--- Task to carry out ---
Can you rewrite the records from the first line up to and including the line with "column 752, row 663", putting "side table" in place of "coffee table" and keeping everything else the same?
# Start of Data to process
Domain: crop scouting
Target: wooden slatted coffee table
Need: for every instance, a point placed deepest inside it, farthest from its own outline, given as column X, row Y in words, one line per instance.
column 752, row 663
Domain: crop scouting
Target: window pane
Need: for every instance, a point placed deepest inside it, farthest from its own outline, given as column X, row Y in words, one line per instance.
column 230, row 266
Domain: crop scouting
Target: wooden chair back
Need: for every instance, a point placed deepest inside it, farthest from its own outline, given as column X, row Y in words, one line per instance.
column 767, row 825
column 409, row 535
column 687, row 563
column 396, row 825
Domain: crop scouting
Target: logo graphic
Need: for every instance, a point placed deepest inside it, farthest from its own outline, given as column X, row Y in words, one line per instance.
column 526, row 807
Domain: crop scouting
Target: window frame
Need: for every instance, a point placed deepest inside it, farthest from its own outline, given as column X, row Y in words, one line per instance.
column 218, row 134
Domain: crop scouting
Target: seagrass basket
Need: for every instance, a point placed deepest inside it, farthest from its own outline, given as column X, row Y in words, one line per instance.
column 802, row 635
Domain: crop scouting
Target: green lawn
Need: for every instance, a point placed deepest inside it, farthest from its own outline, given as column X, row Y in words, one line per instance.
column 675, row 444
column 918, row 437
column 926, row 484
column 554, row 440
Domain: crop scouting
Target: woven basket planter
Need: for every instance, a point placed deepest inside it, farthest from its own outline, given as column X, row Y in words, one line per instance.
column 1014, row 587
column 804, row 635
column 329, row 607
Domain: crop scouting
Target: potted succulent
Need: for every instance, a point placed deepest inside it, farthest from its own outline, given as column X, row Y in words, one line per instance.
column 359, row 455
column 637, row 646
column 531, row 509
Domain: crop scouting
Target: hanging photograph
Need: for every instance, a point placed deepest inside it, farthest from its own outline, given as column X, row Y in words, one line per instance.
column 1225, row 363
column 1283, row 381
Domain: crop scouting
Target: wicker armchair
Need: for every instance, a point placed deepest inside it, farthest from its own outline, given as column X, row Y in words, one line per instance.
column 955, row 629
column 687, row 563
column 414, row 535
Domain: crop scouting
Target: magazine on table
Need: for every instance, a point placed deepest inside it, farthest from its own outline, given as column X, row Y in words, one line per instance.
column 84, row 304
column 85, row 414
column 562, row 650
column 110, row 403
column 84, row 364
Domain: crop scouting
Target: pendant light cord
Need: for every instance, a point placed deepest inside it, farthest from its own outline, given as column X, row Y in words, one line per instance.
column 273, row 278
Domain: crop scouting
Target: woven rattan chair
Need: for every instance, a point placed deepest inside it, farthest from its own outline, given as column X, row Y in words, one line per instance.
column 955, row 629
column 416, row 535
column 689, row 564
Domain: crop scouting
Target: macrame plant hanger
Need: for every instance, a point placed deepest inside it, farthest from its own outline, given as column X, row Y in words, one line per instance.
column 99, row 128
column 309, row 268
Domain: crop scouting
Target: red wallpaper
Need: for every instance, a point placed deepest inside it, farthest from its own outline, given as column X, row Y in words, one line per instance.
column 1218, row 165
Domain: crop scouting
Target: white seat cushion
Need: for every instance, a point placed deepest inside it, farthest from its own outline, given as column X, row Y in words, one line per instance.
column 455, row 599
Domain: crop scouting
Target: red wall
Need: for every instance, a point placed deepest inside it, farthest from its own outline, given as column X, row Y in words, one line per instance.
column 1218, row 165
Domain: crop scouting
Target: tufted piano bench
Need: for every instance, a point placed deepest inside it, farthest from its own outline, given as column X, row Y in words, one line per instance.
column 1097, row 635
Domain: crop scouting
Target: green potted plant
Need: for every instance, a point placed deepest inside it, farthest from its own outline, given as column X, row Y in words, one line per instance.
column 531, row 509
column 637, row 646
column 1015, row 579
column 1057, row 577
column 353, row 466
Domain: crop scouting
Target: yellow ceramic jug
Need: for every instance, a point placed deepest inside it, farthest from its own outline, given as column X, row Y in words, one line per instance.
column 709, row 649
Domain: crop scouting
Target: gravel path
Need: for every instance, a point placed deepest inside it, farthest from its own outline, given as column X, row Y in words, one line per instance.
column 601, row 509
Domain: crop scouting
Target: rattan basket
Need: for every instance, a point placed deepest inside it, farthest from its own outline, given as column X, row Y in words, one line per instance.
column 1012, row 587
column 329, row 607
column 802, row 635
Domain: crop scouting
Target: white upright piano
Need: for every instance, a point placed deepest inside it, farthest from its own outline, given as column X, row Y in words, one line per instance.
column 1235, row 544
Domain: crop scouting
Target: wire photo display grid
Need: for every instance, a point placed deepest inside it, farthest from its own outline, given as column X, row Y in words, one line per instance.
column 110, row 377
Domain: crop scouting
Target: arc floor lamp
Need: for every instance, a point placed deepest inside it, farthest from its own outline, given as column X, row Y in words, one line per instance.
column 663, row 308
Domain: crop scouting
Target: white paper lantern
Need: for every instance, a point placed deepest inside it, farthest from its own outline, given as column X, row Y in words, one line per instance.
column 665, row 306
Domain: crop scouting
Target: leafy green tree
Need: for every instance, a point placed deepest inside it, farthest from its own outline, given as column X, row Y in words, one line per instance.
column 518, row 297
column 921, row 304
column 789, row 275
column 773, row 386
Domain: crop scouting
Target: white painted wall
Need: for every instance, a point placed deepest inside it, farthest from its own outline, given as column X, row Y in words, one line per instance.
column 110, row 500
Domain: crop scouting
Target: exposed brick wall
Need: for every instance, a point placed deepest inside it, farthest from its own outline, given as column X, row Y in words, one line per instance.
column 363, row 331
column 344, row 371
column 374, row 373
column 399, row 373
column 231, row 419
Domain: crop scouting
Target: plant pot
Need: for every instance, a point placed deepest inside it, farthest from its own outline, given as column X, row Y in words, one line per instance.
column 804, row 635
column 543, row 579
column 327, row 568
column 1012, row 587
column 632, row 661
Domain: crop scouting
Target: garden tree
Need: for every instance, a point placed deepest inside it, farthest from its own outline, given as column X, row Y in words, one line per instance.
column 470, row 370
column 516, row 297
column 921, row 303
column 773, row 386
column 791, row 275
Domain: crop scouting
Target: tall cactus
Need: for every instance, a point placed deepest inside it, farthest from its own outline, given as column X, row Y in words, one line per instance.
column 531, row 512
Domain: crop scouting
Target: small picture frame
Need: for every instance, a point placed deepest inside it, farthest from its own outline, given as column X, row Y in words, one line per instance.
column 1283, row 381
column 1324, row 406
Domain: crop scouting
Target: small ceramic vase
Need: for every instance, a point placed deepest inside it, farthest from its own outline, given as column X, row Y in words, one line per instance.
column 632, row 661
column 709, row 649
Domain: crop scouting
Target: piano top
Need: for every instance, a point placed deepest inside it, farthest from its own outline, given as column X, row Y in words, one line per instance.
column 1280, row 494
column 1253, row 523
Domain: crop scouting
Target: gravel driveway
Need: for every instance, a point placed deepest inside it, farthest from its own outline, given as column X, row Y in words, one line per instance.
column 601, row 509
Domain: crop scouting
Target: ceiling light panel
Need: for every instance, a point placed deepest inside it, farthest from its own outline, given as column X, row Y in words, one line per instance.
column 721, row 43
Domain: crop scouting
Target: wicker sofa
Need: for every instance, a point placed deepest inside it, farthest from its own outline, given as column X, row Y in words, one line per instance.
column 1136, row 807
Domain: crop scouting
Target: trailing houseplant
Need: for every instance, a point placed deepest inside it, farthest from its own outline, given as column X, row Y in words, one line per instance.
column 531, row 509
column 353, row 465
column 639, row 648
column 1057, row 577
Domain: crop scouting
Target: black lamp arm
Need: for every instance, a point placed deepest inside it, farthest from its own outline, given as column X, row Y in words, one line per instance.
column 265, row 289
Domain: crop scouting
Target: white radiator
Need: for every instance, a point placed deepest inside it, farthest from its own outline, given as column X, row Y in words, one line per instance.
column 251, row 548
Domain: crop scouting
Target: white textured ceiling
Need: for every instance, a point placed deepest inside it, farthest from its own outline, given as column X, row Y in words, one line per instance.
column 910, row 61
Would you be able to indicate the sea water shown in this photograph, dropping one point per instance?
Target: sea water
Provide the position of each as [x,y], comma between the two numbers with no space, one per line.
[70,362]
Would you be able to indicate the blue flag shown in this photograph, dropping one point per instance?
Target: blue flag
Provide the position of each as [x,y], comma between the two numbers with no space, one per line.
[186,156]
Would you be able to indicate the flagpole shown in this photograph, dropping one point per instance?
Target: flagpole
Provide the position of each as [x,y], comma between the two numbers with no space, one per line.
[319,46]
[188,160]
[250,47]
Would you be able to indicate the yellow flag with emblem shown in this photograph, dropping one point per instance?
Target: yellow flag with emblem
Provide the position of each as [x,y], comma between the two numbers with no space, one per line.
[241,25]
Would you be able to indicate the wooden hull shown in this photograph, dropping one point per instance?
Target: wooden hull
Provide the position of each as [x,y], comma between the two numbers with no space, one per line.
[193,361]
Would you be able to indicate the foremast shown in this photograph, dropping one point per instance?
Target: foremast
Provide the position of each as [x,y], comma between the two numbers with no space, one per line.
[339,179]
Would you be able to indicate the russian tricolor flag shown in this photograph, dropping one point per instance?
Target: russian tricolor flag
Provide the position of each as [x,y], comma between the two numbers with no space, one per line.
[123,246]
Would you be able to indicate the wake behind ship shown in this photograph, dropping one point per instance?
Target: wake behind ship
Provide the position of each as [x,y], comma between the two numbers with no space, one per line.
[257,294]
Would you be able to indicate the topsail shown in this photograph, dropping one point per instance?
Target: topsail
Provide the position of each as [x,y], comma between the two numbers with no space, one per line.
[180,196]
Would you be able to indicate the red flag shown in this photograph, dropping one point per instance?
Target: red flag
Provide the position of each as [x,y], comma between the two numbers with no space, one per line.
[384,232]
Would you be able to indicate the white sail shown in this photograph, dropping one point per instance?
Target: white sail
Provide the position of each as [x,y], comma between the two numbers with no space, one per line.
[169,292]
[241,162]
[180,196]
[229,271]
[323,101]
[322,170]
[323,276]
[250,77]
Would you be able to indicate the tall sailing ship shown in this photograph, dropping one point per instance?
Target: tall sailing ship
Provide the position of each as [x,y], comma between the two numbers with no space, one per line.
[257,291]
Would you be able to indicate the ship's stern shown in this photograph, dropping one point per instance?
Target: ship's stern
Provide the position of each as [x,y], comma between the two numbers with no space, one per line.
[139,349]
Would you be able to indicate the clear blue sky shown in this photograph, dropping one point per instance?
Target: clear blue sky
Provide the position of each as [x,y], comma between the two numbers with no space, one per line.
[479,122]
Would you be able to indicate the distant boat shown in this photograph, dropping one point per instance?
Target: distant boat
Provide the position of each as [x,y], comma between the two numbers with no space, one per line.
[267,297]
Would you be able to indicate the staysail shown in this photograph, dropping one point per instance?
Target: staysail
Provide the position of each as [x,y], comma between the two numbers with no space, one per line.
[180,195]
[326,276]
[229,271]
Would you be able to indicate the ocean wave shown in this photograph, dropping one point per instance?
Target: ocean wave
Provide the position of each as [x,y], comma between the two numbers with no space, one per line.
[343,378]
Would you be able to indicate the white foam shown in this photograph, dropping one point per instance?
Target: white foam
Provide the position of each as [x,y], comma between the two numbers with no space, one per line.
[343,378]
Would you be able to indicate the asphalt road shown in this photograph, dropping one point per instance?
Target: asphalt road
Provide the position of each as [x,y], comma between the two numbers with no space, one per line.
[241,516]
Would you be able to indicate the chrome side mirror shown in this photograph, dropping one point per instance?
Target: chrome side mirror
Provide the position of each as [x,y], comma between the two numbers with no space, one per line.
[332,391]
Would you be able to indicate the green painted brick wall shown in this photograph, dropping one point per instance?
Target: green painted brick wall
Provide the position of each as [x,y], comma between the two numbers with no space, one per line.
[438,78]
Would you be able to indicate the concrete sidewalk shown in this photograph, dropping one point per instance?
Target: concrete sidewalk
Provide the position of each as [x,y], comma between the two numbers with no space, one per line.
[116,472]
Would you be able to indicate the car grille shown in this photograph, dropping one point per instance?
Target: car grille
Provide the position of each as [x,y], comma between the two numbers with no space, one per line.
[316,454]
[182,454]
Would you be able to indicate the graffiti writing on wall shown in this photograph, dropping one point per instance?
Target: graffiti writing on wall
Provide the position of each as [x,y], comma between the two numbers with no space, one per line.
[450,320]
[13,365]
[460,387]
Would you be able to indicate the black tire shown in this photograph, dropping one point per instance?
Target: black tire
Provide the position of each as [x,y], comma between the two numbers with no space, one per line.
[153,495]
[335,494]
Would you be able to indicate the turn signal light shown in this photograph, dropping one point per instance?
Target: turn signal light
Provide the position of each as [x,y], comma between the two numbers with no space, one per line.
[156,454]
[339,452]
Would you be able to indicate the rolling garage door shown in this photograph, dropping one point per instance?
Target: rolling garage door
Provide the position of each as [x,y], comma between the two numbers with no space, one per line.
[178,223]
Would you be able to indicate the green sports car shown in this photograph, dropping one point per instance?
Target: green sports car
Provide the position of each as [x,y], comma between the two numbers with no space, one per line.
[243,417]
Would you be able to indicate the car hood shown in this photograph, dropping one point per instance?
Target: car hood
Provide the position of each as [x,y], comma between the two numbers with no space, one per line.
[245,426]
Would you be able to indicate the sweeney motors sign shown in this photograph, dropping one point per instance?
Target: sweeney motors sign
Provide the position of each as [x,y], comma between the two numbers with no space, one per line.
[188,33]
# End of Data to process
--- Full output ---
Domain: crop scouting
Target: wooden slatted side table
Need: for every instance, a point placed deepest inside it, farthest from its own outline, given as column X, row Y in words, one line per instance.
column 752, row 663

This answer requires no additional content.